SELECTION –
- Born: Provine Hatch Jr. October 25, 1921 Sledge, Mississippi, United States
- Died: January 14, 2003 (aged 81) El Dorado Springs, Missouri, United States
- Genres: Electric blues
- Occupations: Harmonicist, singer, musician
- Instrument: Harmonica

= Little Hatch =

American musician (1921–2003)

Little Hatch (October 25, 1921 – January 14, 2003) was an American electric blues singer, musician, and harmonica player. He variously worked with George Jackson and John Paul Drum.

==Biography==
Hatch was born Provine Hatch Jr., in Sledge, Mississippi, United States. He learned to play the harmonica from his father. Hearing blues and gospel music, Hatch knew he wanted to make music for a living. When he was 14 years old, his family moved to Helena, Arkansas, and the blues scene there caught his attention.

Hatch joined the Navy in 1943. After his tour of duty, he relocated to Kansas City, Missouri, in 1946. He worked for a cartage company for two years and then founded his own cartage business and married.

Items drawn from a data source

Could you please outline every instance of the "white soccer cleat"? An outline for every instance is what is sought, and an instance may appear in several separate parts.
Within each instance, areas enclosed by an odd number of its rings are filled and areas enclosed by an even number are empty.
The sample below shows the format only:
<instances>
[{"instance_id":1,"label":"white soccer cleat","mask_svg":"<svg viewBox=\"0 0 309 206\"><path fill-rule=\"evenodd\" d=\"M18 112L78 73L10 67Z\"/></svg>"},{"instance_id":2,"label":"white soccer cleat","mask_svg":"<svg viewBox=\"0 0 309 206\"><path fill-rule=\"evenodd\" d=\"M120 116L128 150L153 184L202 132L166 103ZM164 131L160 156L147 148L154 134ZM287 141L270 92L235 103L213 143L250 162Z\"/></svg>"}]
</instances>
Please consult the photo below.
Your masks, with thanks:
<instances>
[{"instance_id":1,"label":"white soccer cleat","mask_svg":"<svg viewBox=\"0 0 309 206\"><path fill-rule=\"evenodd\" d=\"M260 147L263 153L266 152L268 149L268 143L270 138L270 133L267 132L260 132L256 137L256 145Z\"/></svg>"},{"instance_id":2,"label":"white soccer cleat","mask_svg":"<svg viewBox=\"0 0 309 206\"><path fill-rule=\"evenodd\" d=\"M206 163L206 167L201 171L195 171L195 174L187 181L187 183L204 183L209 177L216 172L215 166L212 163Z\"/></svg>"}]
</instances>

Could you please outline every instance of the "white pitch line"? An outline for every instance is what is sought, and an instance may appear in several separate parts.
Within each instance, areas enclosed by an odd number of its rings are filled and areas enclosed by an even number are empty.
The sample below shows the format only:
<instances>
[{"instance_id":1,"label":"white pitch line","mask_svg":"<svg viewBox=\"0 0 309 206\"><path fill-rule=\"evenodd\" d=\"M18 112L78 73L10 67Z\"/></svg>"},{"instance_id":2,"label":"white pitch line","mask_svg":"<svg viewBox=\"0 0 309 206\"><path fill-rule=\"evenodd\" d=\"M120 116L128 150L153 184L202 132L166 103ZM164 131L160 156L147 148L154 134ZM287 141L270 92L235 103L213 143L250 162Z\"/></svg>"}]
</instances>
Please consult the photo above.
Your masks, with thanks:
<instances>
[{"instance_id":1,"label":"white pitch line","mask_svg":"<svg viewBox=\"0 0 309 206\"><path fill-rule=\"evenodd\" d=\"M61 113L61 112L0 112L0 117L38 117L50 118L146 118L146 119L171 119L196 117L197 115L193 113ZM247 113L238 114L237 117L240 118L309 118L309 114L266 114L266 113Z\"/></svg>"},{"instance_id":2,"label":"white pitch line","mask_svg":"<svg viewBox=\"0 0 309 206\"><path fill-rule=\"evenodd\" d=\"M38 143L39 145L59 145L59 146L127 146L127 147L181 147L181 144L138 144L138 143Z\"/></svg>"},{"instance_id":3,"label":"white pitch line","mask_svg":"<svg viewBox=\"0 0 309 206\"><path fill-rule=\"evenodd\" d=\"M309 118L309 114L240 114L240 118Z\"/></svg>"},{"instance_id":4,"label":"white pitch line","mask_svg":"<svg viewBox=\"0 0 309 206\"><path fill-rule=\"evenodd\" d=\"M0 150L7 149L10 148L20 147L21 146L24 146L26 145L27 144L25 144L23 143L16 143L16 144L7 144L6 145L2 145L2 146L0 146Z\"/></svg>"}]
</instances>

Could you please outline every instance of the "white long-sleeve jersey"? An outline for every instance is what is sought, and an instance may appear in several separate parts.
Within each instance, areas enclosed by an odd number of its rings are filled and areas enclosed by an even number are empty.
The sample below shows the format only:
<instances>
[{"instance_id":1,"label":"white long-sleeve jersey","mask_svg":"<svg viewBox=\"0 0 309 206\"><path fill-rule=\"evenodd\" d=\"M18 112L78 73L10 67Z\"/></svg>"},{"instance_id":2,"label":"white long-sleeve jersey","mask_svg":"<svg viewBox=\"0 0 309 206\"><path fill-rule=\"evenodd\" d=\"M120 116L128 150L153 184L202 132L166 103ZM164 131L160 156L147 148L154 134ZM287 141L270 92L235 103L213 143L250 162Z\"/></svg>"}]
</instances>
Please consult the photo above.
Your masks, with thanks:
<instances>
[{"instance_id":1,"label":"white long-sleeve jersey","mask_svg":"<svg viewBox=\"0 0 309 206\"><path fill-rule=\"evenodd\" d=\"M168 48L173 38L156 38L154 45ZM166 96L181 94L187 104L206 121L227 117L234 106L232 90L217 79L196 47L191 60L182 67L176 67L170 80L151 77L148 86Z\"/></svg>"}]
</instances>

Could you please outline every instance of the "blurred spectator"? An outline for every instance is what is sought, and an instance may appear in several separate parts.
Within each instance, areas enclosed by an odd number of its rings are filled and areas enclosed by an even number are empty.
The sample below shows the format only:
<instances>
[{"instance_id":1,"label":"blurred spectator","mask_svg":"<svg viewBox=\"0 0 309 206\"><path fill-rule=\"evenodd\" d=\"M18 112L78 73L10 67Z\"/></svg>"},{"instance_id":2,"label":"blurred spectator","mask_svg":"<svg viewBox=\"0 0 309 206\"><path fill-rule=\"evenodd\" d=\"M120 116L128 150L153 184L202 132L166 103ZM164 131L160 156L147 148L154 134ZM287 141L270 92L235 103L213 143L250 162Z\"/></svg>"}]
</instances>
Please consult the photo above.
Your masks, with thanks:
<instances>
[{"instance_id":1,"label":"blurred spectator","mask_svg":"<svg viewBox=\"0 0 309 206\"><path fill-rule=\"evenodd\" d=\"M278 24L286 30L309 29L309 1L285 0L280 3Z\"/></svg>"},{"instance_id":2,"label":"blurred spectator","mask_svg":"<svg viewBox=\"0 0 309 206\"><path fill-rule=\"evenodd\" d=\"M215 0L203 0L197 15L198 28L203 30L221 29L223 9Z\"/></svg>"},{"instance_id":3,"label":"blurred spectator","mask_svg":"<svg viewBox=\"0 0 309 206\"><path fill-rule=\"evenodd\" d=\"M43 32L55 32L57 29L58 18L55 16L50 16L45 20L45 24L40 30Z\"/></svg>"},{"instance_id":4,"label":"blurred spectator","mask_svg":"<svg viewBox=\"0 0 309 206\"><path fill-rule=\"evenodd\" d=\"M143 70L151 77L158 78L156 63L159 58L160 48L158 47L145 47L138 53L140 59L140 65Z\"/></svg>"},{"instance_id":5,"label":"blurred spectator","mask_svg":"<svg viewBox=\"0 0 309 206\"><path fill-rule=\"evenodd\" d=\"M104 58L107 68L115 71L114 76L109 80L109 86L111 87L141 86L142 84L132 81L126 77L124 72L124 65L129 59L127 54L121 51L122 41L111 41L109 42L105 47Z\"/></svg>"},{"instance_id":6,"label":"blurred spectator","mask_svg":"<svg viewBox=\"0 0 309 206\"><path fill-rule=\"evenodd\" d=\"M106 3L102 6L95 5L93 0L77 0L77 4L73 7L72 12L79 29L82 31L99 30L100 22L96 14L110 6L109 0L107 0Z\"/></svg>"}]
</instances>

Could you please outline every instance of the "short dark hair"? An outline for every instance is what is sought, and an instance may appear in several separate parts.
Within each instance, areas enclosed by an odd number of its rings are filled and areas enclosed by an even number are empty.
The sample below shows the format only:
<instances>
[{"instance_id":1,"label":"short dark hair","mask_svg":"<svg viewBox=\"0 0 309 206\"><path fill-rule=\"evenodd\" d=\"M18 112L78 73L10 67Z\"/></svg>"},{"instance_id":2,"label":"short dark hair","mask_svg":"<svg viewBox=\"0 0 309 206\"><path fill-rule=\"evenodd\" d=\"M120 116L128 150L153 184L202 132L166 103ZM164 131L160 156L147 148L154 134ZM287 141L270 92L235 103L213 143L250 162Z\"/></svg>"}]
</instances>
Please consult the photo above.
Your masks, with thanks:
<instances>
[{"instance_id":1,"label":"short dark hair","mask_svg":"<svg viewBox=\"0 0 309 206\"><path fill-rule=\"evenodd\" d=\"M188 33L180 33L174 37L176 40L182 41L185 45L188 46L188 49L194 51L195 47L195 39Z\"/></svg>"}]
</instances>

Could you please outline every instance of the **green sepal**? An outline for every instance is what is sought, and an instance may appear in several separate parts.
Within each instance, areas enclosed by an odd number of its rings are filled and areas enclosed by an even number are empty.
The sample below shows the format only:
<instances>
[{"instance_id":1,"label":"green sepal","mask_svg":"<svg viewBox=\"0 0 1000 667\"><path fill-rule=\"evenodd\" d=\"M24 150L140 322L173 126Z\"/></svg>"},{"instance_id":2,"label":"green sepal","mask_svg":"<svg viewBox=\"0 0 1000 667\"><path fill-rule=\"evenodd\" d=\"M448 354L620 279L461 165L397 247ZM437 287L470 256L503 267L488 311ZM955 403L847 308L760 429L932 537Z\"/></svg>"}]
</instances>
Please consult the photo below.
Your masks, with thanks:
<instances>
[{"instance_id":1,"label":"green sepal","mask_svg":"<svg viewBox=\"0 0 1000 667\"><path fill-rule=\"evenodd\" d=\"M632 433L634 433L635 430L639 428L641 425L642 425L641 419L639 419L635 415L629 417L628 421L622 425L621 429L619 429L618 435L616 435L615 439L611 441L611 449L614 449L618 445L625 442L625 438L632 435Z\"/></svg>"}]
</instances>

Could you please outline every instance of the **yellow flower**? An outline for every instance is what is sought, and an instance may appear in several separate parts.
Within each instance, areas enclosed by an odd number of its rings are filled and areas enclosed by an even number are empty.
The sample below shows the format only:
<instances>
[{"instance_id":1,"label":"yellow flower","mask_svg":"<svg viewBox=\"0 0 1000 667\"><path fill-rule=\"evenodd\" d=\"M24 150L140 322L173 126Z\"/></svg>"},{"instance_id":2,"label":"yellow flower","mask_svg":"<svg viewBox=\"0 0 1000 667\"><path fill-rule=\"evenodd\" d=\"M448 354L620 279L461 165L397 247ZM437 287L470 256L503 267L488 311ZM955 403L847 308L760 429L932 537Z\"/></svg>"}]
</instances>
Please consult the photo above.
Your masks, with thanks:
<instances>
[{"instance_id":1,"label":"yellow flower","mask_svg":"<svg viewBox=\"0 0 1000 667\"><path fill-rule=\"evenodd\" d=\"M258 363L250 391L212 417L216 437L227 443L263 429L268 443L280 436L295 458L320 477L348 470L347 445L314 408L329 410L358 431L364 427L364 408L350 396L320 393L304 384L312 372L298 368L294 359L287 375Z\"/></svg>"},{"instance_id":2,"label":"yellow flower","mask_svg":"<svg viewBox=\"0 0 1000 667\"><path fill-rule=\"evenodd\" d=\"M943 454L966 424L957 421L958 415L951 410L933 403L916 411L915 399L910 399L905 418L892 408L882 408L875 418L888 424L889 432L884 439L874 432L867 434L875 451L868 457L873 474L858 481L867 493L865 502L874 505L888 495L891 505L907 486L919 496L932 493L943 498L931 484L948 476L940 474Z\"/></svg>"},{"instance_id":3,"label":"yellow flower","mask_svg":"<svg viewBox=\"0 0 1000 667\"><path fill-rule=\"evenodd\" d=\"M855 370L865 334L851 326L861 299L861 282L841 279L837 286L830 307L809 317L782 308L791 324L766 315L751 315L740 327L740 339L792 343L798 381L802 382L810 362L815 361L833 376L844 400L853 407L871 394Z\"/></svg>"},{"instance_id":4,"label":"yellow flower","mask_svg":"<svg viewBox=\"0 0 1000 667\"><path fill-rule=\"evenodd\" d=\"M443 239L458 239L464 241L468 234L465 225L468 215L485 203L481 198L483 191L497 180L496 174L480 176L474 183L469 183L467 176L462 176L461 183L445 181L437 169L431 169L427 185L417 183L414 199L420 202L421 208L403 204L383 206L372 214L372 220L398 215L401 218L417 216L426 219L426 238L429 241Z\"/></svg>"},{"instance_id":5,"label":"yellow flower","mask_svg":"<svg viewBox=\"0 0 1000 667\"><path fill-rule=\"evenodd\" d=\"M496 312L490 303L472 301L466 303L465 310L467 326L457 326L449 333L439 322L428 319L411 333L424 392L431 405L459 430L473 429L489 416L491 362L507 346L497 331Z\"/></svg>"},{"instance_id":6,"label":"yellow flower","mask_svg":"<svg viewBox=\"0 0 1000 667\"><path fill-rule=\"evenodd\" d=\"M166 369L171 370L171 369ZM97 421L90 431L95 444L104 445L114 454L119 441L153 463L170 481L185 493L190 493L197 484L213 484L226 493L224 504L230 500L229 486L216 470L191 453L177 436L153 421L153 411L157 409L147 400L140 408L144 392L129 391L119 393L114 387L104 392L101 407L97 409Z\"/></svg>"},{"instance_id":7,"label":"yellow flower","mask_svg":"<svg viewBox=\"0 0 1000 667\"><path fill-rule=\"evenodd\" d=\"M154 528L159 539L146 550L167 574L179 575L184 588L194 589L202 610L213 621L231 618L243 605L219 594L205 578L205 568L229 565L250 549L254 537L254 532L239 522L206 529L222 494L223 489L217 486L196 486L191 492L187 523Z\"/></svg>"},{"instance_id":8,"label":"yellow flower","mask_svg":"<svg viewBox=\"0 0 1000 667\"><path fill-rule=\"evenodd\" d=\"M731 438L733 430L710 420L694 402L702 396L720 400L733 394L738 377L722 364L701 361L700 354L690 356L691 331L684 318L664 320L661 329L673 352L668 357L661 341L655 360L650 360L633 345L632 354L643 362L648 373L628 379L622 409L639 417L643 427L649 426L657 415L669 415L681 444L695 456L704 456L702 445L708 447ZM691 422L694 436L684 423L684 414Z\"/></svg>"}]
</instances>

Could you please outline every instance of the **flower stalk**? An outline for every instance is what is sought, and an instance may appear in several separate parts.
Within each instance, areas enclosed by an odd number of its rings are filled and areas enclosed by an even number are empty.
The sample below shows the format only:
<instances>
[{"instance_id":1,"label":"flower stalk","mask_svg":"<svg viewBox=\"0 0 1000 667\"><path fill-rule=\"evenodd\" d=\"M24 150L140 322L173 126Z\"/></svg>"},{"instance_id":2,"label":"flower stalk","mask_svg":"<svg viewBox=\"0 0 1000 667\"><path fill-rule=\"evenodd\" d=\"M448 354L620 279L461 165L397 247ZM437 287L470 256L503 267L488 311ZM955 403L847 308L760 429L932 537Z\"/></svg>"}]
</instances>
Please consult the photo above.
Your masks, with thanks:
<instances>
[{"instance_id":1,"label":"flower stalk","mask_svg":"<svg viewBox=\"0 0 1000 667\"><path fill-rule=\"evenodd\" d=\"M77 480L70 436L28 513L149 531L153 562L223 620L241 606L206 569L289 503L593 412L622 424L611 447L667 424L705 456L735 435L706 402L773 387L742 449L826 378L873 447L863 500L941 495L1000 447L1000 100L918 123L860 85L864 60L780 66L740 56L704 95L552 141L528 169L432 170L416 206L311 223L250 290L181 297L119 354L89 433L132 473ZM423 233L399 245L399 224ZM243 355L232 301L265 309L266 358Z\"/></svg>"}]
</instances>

STATED GOAL – In the Little Hatch biography, rewrite the passage between "Hatch joined the" and "business and married.", inclusive, replacing "cartage" with "trucking". The listing stands as separate material, apart from the Little Hatch biography.

FINAL RESULT –
Hatch joined the Navy in 1943. After his tour of duty, he relocated to Kansas City, Missouri, in 1946. He worked for a trucking company for two years and then founded his own trucking business and married.